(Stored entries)
==================================================

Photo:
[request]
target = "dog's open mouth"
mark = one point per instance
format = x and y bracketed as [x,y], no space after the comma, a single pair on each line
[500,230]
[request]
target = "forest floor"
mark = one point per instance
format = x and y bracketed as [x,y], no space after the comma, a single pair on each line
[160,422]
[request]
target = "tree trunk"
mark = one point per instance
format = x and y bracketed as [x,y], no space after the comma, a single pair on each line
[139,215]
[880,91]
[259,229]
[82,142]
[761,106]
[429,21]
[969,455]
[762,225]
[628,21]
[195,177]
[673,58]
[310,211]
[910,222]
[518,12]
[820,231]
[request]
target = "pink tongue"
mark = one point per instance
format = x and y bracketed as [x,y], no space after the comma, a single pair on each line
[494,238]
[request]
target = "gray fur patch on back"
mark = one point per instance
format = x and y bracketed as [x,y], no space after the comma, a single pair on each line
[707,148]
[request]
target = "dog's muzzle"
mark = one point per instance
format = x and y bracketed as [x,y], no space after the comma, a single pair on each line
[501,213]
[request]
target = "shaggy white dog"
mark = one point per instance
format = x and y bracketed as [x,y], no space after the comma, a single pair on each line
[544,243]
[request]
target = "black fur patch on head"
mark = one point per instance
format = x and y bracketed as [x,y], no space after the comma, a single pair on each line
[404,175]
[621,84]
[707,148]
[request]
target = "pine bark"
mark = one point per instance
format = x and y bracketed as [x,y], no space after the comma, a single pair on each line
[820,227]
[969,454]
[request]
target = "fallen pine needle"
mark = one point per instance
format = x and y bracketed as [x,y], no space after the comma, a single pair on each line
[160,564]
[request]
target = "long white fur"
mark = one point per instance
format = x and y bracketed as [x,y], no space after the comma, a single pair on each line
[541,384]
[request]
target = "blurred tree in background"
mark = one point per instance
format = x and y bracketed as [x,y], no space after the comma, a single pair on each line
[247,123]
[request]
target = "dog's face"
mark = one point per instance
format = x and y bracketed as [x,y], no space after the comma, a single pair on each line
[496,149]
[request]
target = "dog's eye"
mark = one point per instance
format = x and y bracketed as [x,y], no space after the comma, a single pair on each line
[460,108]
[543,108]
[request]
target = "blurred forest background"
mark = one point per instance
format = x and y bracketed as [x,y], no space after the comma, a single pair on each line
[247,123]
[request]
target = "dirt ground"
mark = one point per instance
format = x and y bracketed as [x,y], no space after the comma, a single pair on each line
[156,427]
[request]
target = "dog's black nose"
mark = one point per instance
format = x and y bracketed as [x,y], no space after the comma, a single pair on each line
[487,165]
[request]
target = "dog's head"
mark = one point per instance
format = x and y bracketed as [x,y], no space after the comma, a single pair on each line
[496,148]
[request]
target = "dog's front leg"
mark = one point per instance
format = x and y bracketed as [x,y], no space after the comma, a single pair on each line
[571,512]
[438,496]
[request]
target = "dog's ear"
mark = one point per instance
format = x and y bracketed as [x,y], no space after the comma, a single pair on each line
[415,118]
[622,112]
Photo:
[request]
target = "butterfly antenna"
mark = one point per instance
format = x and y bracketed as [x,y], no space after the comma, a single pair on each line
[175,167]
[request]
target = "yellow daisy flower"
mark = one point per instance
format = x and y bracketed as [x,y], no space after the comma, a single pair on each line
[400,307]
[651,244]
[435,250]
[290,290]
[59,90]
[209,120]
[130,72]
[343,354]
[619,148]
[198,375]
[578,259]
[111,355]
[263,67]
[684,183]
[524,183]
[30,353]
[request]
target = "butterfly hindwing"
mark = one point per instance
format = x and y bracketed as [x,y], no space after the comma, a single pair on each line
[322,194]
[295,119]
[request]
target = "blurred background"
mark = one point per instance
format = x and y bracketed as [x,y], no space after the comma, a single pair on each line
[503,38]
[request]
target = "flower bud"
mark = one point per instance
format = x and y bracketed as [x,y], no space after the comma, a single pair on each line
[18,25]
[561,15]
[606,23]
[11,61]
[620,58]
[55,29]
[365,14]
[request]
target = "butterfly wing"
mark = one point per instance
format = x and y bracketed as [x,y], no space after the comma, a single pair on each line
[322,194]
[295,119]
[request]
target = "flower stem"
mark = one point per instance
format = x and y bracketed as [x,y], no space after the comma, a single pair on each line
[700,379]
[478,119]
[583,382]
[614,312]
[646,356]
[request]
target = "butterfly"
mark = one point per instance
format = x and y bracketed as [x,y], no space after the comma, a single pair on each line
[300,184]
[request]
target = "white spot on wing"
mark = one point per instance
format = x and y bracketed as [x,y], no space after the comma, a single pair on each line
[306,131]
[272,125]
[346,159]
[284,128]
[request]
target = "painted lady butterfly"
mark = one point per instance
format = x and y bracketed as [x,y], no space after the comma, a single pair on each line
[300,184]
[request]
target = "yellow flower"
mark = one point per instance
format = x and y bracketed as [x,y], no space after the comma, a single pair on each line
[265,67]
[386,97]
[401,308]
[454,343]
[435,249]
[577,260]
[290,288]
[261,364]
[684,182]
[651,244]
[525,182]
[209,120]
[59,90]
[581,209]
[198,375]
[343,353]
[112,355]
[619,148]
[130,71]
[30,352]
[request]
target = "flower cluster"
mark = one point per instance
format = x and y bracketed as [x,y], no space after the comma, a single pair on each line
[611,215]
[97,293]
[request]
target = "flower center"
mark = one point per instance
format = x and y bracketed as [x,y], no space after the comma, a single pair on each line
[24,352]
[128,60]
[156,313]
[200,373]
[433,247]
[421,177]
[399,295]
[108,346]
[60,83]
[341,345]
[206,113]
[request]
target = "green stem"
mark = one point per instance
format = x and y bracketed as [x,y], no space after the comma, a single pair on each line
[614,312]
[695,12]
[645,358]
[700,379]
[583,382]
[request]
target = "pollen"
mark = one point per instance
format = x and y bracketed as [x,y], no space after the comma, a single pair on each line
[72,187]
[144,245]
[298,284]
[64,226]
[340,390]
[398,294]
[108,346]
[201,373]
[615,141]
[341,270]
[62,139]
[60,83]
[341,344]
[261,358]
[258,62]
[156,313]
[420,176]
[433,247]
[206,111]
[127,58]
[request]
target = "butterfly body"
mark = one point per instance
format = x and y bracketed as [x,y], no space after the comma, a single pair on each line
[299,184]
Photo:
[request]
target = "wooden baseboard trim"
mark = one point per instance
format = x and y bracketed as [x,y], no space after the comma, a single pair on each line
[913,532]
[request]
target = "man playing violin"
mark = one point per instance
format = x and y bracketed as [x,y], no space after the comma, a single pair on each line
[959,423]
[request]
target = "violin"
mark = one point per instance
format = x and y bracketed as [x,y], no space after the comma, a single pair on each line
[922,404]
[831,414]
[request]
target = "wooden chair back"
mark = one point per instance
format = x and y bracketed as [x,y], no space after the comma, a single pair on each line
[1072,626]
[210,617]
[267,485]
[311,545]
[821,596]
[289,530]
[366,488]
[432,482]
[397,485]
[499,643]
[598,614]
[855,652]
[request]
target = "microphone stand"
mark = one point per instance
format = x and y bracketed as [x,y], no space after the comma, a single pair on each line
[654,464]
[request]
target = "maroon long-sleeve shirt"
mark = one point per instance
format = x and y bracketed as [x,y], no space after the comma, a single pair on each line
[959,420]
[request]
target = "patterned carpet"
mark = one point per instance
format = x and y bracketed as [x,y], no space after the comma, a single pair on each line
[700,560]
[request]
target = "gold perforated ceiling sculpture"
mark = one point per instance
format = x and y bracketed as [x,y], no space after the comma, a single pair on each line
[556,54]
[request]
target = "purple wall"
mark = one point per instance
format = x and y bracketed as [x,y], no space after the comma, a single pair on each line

==================================================

=== EXERCISE PROMPT ===
Go through the records and copy each one exactly.

=== SOLUTION TO THIS EXERCISE ===
Photo:
[request]
target = "dog's open mouth"
mark = one point per instance
format = x and y bracketed as [x,y], no space after the comma, a single pair on each line
[500,230]
[request]
target = "forest floor"
mark = one point per instance
format = x and y bracketed as [x,y], no space after the comma, a single pair on each line
[160,422]
[request]
target = "tree trunk"
mark = one point per instance
format = x and y bracketed as [x,y], no space after the comma, a single pair on each line
[139,215]
[880,91]
[259,229]
[82,142]
[761,106]
[429,21]
[969,455]
[762,225]
[628,21]
[195,177]
[673,58]
[310,211]
[910,222]
[518,12]
[820,231]
[request]
target = "pink tongue"
mark = one point per instance
format = x and y bracketed as [x,y], no space after the comma, a single pair on each line
[494,238]
[request]
target = "gray fur patch on back"
mark = one point per instance
format = x and y bracketed as [x,y], no space after the comma, a single pair on each line
[707,148]
[request]
target = "dog's muzzle"
mark = one point per instance
format = x and y bracketed as [x,y], no space after the comma, a single pair on each line
[501,213]
[request]
target = "shaggy white dog"
mark = one point per instance
format = x and y bracketed as [x,y], no space after the comma, a single pair on each line
[544,243]
[request]
target = "black fur patch on head"
mark = one point per instance
format = x and y bracketed as [x,y], no space after the comma, a single pair on each line
[404,175]
[621,84]
[707,148]
[request]
target = "pine bark"
mark = one point per instance
format = x and y bracketed as [x,y], no space after the comma, a single pair on each line
[820,227]
[969,454]
[request]
target = "fallen pine needle"
mark = one point per instance
format = x and y bracketed as [x,y], no space after the comma, a single pair on each line
[160,564]
[request]
target = "long white fur"
mark = one point per instance
format = x and y bracketed as [x,y], no space after the comma, a single pair on each line
[541,384]
[request]
target = "blurred tree in background"
mark = one point per instance
format = x and y bracketed as [x,y], no space after the comma, a single pair on each line
[247,123]
[request]
target = "dog's face"
mark = one point per instance
format = x and y bracketed as [x,y], no space after the comma, a single pair on each line
[496,149]
[request]
target = "dog's eye"
mark = one point per instance
format = x and y bracketed as [x,y], no space after the comma, a single pair on each line
[460,108]
[543,108]
[request]
target = "blurred forest background"
mark = one point per instance
format = x and y bracketed as [x,y], no space after the comma, a single pair on each line
[247,123]
[request]
target = "dirt ground"
mark = one point per instance
format = x and y bracketed as [x,y], no space after the comma, a single pair on each line
[156,427]
[request]
target = "dog's black nose"
mark = one point per instance
format = x and y bracketed as [x,y], no space after the comma, a single pair on each line
[487,165]
[request]
target = "dog's head"
mark = one point per instance
format = x and y bracketed as [x,y], no space after the comma, a single pair on each line
[496,148]
[request]
target = "dog's front leg"
mark = one point per instance
format = x and y bracketed as [x,y], no space after the comma, a single pair on each line
[571,512]
[438,496]
[request]
target = "dog's ear"
mark = one point per instance
format = x and y bracketed as [x,y], no space after the comma, a single pair on each line
[415,118]
[622,112]
Photo:
[request]
target = "butterfly antenna"
mark = one point per instance
format = x and y bracketed as [x,y], no space after the comma, a single pair on each line
[175,167]
[request]
target = "yellow daisy flower"
mark = one point per instance
format = x and y bracketed as [x,y], no space after the comma, a single pair on each line
[400,307]
[651,244]
[435,250]
[290,290]
[59,90]
[209,120]
[130,72]
[343,354]
[619,148]
[198,375]
[578,259]
[111,355]
[263,67]
[684,183]
[524,183]
[30,353]
[request]
target = "butterfly hindwing"
mark = one point per instance
format = x and y bracketed as [x,y], no space after the comma, a single pair on each line
[322,194]
[295,119]
[request]
target = "blurred background"
mark = one point per instance
format = x and y bracketed as [x,y], no space after the comma, a single pair on each line
[503,38]
[request]
target = "flower bud"
mark = one point per instance
format = x and y bracketed as [x,y], no space after the comma, a single pair on each line
[18,25]
[561,15]
[606,23]
[11,61]
[620,58]
[55,29]
[365,14]
[request]
target = "butterfly wing"
mark = one point per instance
format = x and y bracketed as [x,y], no space after the comma, a single pair on each line
[322,194]
[295,119]
[request]
target = "flower stem"
mark = one point per instance
format = x and y bracketed as [x,y], no space after the comma, a single pair on each line
[700,379]
[478,119]
[583,382]
[614,312]
[646,356]
[request]
target = "butterfly"
mark = one point per instance
format = x and y bracketed as [x,y], no space after the comma, a single pair on each line
[300,184]
[request]
target = "white spot on wing"
mark = one point per instance
format = x and y bracketed as [x,y], no space after the comma, a single pair on each line
[306,131]
[272,125]
[346,159]
[284,128]
[request]
target = "painted lady butterfly"
mark = one point per instance
format = x and y bracketed as [x,y], no space after the comma, a single pair on each line
[300,184]
[request]
target = "yellow flower"
mark = one point per instance
format = x and y bracketed as [x,y], no space after the comma, a single pair on each line
[265,67]
[386,97]
[401,308]
[454,343]
[435,249]
[577,260]
[290,288]
[261,364]
[684,182]
[651,244]
[525,182]
[209,120]
[59,90]
[581,209]
[198,375]
[343,353]
[112,355]
[619,148]
[130,71]
[30,352]
[request]
target = "flower cluster"
mark = one point per instance
format = x and y bracketed as [x,y], no space after the comma, a single pair on each line
[611,215]
[97,293]
[request]
target = "flower center"
mark = one point per instance
format = x and y bracketed as [x,y], no space after the comma, a single pair on each line
[24,352]
[128,60]
[156,313]
[200,373]
[433,247]
[421,177]
[399,295]
[108,346]
[60,83]
[341,345]
[206,113]
[request]
target = "green stem"
mark = one point per instance
format = x and y bracketed as [x,y], no space after the comma, a single pair on each line
[614,312]
[695,12]
[645,358]
[700,379]
[583,382]
[request]
target = "pollen"
mark = one point per instance
format = x and y bracketed as [x,y], no space after the comma, a single pair on each line
[72,187]
[144,245]
[298,284]
[64,226]
[340,390]
[398,294]
[108,346]
[201,373]
[615,141]
[341,270]
[62,139]
[60,83]
[341,344]
[261,358]
[258,62]
[156,313]
[420,176]
[433,247]
[206,111]
[127,58]
[request]
target = "butterfly body"
mark = one point per instance
format = x and y bracketed as [x,y], no space after the comma, a single pair on each line
[299,184]
Photo:
[request]
target = "wooden baseboard trim"
mark = one point per instance
format = x and y bracketed as [x,y], no space after the comma, a single pair on each line
[913,532]
[request]
target = "man playing violin"
mark = one point per instance
format = x and y bracketed as [x,y], no space after the comma, a single pair on each line
[959,423]
[request]
target = "violin"
mark = one point per instance
format = x and y bracketed as [x,y], no space after the comma, a single pair on each line
[922,404]
[831,414]
[request]
target = "wooden chair back"
mark = one point per instance
format = x and y bracketed as [x,y], no space after the comma, a single pair on each line
[1072,626]
[210,617]
[267,485]
[311,545]
[821,596]
[289,530]
[366,488]
[432,482]
[397,485]
[499,643]
[598,614]
[855,652]
[request]
target = "microphone stand"
mark = one point per instance
format = x and y bracketed as [x,y], no space after the comma, a single pair on each line
[654,464]
[request]
target = "maroon long-sleeve shirt"
mark = one point per instance
format = x and y bracketed as [x,y], no space after the comma, a single pair on each line
[959,420]
[request]
target = "patterned carpet"
mark = one point per instance
format = x and y bracketed as [x,y], no space after the comma, a single pair on each line
[700,560]
[request]
target = "gold perforated ceiling sculpture"
mark = one point per instance
format = x and y bracketed as [x,y], no space after the comma, a single pair on each line
[556,54]
[request]
target = "purple wall"
mark = one point per instance
format = x and y bracketed as [x,y], no space after the comma, a single pair on each line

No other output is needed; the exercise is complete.